> Verilen metin

%%

Davacı tarafın, takibe konu çek bakımından takip tarihi itibari ile 80.000 TL alacaklı olduğu, ancak çekin zayi olması nedeniyle keşideciye karşı haklarını kullanabilmesine yönelik uyuşmazlığın TTK’nın 732. maddesine göre çözümlenmesi gerektiği anlaşılmaktadır.
TTK 732. Maddesine göre; “Zamanaşımı sebebiyle veya poliçeden doğan hakların korunması için gerekli olan işlemlerin yapılmasının ihmal edilmiş olması dolayısıyla, düzenleyenin veya kabul edenin poliçeden doğan yükümlülükleri düşmüş bile olsa, bunlar poliçenin hamiline karşı, onun zararına zenginleşmiş olabilecekleri kadar borçlu kalırlar”.
Davacının, zayi olan çek nedeniyle keşideciye karşı müracaat hakkını kaybetmesi nedeniyle, çek gereğince ifa yükümlülüğünden kurtulan keşideci TTK 732. maddesi gereğince zenginleşmiş sayılacaktır. Bu hükme dayanarak açılan davada, davacı tarafça meşru hamil olunduğu ispatlandıktan sonra ispat yükü davalı borçluya geçeceğinden, davalı borçlunun takibe konu çek nedeniyle sebepsiz zenginleşmediğini ispat etmesi gerekir. (Yargıtay 19.HD.23/05/2012, 2012/2979-2012/8705 ve 19HD. 11/04/2013 tarih, … ve aynı dairenin 13/01/2014 tarih, …ve 09/07/2012 tarih, … sayılı kararları) Davalı taraf davayı inkar etme konumunda olduğundan herhangi bir delil sunmamıştır, bu nedenle davalının çek keşidecisi olması dolayısıyla bu çek nedeniyle TTK 644.madde gereğince çek bedeli kadar zenginleşmediğini kanıtlayamadığından bakiye çek bedeline yönelik icra takibine itirazı yerinde görülmemiştir. Takibin sebebi olarak zayi olan ve davalının keşidecisi olduğu çek gösterildiğinden alacağın likit olduğunu kabul etmek gerekmiş ve asıl alacağın %20’si oranında icra inkar tazminatının davalıdan alınarak davacıya verilmesine karar vermek gerekmiştir.

%%

> Verilen materyal

%%

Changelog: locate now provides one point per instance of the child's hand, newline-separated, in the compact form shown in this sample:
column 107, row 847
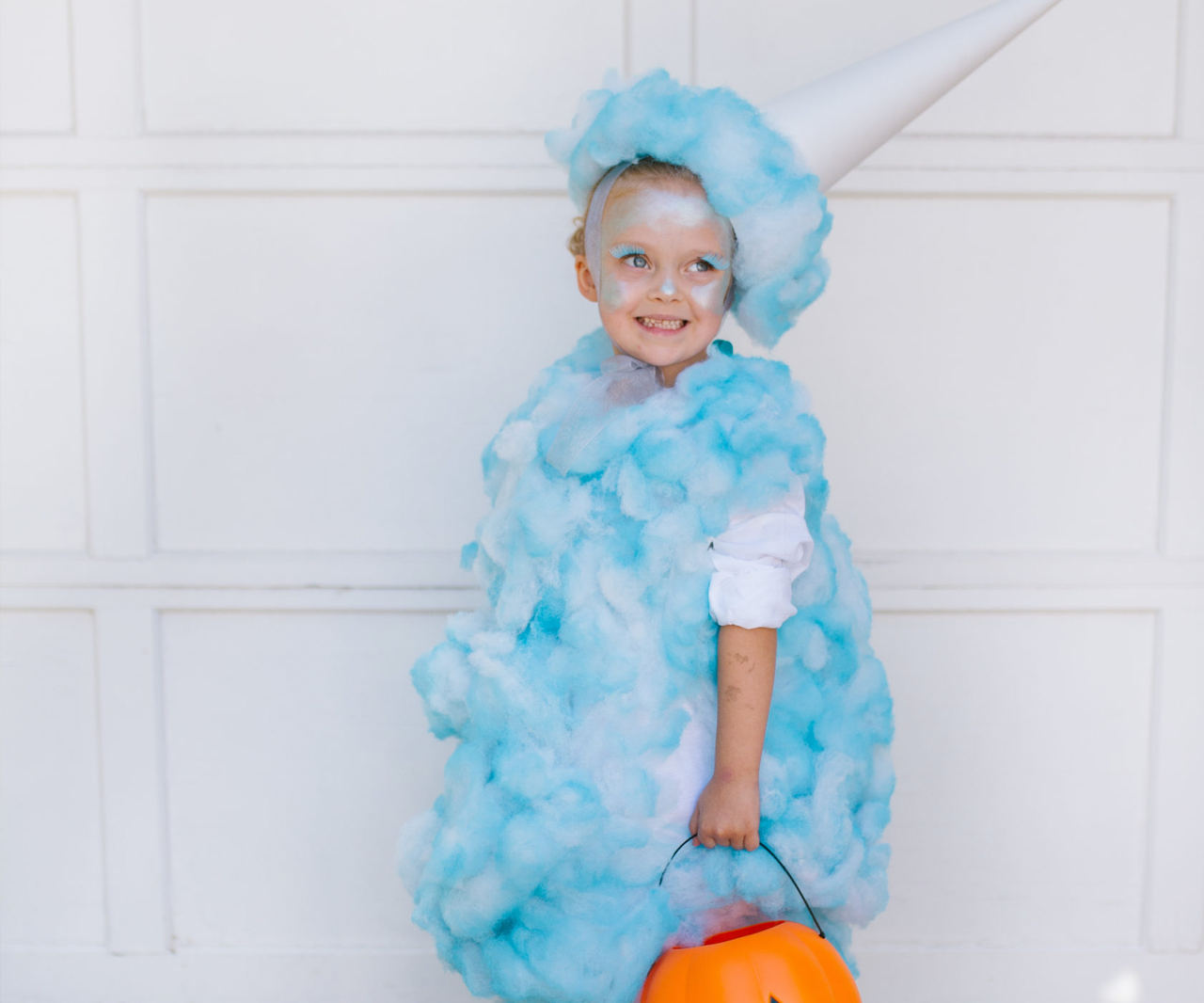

%%

> Görev tanımı
Zayi çekle ilgili metinde "Davacı tarafın, takibe" ifadesinden başlayıp aşağıya, "çözümlenmesi gerektiği anlaşılmaktadır." ifadesine kadar uzanan bölümün tamamını hiç değiştirmeden geri ver.

> Tamamlanmış cevap
Davacı tarafın, takibe konu çek bakımından takip tarihi itibari ile 80.000 TL alacaklı olduğu, ancak çekin zayi olması nedeniyle keşideciye karşı haklarını kullanabilmesine yönelik uyuşmazlığın TTK’nın 732. maddesine göre çözümlenmesi gerektiği anlaşılmaktadır.